BRIEF A
Based on the passage on higher education below, why do the authors present two comparative lists? Answer in one to three sentences.
*** Opening of SELECTED EXTRACT ***
James White is the program coordinator of the Collaborative Training and Research Program in DMHA at UH.
Photo: Tess Black

 

 

Higher Education:
Emerging Directions and Emerging Needs

By Anthony J. Marsella, Ph.D. • James White

The decision to establish a collaborative training program linking the Center of Excellence in Disaster Management & Humanitarian Assistance and the graduate programs of the University of Hawai‘i raised provocative questions about emerging directions and needs in higher education overall. Everyone in higher education today—students, faculty, administrators—can see that massive social and technological changes are altering the content and process of higher education, but the educational enterprise is failing to address the consequences of those changes. Major social problems such as population growth, environmental degradation, low-intensity wars, widespread poverty, international crime and violence are part of our daily awareness, and the challenges they present are magnified by the forces of telecommunications, globalization, transnational economic activity, and Westernization. Education—the process by which societies generate and transmit knowledge across generations to promote adjustment and adaptation to societal norms and expectations—is beginning to respond. Here are two comparative lists to assist in understanding the changes occurring in higher education today. They are beneficial to ponder when designing educational programs and materials for humanitarian responders across civilian and military sectors.
*** Close of SELECTED EXTRACT ***
*** Opening of INPUT MATERIAL ***
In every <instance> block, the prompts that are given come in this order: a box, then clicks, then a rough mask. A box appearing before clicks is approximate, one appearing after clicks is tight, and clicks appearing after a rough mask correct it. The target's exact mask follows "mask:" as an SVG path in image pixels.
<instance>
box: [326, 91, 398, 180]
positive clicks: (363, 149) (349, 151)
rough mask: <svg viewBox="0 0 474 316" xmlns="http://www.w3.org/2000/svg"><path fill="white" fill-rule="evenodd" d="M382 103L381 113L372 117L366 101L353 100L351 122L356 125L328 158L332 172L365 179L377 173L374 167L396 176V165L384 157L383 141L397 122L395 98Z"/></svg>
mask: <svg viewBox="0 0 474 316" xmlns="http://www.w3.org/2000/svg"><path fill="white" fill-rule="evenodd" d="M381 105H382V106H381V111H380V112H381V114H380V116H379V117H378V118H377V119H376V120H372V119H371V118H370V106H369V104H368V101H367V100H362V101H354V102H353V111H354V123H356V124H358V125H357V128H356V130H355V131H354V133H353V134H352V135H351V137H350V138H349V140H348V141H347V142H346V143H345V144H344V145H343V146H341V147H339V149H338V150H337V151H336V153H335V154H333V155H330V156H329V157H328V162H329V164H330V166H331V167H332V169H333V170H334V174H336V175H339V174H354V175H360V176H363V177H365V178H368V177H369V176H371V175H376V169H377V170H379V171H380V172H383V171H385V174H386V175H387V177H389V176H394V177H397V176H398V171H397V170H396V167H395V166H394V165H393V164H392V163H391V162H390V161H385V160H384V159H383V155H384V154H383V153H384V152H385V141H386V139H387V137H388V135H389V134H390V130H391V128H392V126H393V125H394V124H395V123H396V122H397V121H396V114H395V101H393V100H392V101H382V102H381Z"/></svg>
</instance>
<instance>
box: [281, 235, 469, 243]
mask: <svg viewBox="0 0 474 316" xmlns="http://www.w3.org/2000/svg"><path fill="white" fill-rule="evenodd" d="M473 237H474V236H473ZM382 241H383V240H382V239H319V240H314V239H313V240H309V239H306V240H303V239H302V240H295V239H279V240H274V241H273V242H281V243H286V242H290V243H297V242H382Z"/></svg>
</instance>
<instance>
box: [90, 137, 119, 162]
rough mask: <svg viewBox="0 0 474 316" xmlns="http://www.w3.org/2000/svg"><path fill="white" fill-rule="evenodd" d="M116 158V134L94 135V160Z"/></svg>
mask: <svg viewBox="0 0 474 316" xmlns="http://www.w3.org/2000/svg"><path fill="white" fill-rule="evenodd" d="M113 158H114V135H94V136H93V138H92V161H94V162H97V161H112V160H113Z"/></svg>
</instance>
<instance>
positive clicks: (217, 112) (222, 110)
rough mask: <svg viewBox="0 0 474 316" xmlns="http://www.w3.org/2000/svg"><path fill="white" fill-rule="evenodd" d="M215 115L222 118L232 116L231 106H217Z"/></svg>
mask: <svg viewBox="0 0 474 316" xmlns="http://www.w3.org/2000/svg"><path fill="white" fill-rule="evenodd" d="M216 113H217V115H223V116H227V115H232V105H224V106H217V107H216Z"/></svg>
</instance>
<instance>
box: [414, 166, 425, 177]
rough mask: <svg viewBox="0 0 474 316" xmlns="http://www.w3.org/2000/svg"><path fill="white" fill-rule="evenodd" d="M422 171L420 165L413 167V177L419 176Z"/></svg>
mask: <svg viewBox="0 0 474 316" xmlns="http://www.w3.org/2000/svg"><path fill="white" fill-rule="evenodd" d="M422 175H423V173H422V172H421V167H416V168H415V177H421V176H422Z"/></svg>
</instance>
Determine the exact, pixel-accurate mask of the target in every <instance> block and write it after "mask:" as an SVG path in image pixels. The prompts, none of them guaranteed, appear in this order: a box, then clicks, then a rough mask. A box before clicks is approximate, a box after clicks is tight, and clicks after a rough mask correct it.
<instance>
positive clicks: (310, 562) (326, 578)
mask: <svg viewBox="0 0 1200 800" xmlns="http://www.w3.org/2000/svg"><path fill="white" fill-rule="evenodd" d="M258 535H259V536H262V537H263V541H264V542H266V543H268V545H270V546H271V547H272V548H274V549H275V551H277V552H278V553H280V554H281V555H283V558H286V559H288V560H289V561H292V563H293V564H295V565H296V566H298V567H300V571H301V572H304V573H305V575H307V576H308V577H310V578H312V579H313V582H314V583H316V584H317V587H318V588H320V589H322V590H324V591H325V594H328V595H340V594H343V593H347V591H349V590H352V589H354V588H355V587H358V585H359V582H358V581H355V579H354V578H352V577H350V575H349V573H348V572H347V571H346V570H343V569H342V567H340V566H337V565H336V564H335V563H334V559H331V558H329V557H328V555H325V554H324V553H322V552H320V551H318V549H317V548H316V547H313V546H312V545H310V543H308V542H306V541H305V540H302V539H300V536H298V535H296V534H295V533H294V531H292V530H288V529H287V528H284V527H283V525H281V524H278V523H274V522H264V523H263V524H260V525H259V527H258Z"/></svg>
*** Close of INPUT MATERIAL ***
BRIEF B
Count how many lines of the listing above contain the string "positive", treating case as significant. Reply with the number only.

EXERCISE ANSWER A
The lists are there to help readers understand the changes taking place in higher education today. The authors also say the lists are worth considering when designing educational programs and materials for humanitarian responders in civilian and military sectors.

EXERCISE ANSWER B
3